What is required: Identify each line below that contains the string "leaf", and copy those lines out, treating uppercase and lowercase as different.

++++++++++

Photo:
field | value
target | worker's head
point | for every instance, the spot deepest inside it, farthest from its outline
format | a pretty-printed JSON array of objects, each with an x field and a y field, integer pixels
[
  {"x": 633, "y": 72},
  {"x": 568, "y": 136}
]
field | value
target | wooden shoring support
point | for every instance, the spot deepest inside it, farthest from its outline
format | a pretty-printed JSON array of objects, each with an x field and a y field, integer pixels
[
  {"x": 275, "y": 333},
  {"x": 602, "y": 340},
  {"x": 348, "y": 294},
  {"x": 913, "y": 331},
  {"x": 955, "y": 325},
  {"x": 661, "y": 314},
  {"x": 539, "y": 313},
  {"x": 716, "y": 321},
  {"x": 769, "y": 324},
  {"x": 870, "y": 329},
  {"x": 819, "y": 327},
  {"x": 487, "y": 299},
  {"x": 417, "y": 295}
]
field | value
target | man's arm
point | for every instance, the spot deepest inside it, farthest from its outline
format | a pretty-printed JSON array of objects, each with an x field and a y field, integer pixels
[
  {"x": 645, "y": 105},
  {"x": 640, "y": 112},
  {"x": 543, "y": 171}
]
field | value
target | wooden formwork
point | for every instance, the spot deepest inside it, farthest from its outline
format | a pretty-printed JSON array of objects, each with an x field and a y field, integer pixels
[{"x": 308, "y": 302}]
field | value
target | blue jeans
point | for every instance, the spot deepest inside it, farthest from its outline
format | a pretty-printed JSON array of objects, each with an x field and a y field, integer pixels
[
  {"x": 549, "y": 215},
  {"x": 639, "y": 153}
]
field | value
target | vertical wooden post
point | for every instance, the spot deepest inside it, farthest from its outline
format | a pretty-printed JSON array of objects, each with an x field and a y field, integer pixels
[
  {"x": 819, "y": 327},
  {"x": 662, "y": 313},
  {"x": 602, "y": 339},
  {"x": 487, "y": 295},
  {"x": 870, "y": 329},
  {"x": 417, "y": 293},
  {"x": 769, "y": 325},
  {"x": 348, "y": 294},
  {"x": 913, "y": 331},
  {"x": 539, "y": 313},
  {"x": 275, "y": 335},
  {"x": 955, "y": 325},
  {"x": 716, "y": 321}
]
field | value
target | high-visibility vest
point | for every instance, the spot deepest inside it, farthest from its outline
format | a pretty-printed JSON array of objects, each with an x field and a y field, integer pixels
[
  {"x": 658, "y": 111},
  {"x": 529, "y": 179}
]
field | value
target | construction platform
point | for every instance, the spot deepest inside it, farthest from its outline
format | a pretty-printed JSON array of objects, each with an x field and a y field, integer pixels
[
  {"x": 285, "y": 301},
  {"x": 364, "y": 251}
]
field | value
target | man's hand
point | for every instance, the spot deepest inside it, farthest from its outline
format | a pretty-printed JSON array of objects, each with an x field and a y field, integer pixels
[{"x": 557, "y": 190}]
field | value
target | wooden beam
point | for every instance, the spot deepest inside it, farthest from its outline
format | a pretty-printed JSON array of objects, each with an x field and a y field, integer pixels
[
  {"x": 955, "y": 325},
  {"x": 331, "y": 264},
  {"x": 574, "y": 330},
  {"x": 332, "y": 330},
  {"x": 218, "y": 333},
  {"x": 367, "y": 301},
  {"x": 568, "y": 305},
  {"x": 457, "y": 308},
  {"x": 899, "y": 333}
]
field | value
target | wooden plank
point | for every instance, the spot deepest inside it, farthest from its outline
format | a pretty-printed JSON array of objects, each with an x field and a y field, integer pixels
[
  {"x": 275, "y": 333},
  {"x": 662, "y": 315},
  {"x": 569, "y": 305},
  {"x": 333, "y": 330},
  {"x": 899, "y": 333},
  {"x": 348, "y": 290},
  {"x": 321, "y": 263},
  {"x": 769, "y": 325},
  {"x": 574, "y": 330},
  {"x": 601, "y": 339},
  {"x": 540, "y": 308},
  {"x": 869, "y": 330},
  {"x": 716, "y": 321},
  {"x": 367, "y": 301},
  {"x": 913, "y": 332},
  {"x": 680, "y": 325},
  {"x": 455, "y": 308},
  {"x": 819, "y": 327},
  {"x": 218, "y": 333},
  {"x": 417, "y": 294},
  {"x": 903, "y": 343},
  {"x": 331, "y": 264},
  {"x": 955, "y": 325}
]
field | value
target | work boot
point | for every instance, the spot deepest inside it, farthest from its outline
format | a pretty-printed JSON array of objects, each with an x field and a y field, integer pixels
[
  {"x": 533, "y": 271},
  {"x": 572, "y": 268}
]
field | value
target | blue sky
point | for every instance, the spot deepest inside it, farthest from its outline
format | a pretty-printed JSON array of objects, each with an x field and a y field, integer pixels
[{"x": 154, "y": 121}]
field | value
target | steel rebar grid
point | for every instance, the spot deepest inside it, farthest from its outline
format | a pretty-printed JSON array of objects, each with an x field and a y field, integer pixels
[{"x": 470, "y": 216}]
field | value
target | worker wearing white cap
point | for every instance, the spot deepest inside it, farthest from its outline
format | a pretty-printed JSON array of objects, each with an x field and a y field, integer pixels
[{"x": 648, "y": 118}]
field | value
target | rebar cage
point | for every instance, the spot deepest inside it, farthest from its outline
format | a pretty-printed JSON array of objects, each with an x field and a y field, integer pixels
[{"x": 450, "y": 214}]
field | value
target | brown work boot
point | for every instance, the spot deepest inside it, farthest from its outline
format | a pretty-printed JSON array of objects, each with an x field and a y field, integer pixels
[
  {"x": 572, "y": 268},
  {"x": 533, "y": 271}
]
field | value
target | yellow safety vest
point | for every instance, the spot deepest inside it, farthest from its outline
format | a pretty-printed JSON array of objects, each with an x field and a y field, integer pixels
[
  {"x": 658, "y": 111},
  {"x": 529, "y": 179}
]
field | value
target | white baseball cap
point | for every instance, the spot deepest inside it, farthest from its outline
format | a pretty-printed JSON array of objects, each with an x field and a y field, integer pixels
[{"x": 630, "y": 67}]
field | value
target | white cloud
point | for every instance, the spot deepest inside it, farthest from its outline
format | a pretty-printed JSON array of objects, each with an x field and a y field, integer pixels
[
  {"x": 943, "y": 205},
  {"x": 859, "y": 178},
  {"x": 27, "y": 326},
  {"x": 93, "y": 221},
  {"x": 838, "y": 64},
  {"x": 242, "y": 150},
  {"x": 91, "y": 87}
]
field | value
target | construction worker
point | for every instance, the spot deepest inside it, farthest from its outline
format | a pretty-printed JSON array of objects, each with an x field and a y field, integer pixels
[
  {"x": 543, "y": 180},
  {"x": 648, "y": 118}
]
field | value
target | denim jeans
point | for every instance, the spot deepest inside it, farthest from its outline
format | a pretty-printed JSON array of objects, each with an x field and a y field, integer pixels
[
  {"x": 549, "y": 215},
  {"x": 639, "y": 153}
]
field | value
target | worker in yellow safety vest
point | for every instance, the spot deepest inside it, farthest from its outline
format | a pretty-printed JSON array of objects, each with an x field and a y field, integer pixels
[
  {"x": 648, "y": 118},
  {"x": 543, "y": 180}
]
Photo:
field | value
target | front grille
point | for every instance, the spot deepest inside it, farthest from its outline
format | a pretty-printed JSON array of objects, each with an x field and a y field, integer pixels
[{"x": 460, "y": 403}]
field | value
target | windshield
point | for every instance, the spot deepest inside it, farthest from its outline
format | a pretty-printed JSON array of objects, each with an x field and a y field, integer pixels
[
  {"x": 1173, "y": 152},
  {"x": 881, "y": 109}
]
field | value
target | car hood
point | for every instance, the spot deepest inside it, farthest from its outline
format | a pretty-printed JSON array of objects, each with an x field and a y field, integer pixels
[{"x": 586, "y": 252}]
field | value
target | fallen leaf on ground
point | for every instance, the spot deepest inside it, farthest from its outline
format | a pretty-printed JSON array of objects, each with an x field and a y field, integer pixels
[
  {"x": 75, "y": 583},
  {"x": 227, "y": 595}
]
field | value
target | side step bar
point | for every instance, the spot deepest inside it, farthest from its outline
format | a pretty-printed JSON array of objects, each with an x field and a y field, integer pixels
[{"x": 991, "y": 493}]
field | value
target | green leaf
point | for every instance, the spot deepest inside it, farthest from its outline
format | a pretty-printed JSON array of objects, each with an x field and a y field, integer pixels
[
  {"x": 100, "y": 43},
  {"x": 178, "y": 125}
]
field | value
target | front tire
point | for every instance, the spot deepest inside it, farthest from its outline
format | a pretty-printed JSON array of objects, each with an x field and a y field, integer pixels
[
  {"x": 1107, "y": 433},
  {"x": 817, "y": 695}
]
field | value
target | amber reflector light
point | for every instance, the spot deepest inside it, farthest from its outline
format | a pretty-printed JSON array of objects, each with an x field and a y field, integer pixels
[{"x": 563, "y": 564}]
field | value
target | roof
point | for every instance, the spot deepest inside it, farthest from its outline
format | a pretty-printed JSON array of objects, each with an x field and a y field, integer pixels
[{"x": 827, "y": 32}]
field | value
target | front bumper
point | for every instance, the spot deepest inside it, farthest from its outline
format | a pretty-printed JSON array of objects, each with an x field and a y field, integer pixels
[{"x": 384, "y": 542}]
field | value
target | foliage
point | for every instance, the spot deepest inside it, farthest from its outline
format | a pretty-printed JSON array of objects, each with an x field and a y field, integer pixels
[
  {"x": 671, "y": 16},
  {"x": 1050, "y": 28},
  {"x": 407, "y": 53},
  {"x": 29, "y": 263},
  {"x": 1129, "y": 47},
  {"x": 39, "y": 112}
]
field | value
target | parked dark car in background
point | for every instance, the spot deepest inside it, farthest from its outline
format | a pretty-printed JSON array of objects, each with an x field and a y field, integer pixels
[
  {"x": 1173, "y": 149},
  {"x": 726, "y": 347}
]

++++++++++

Finished task:
target | fallen leaf on ground
target | green leaf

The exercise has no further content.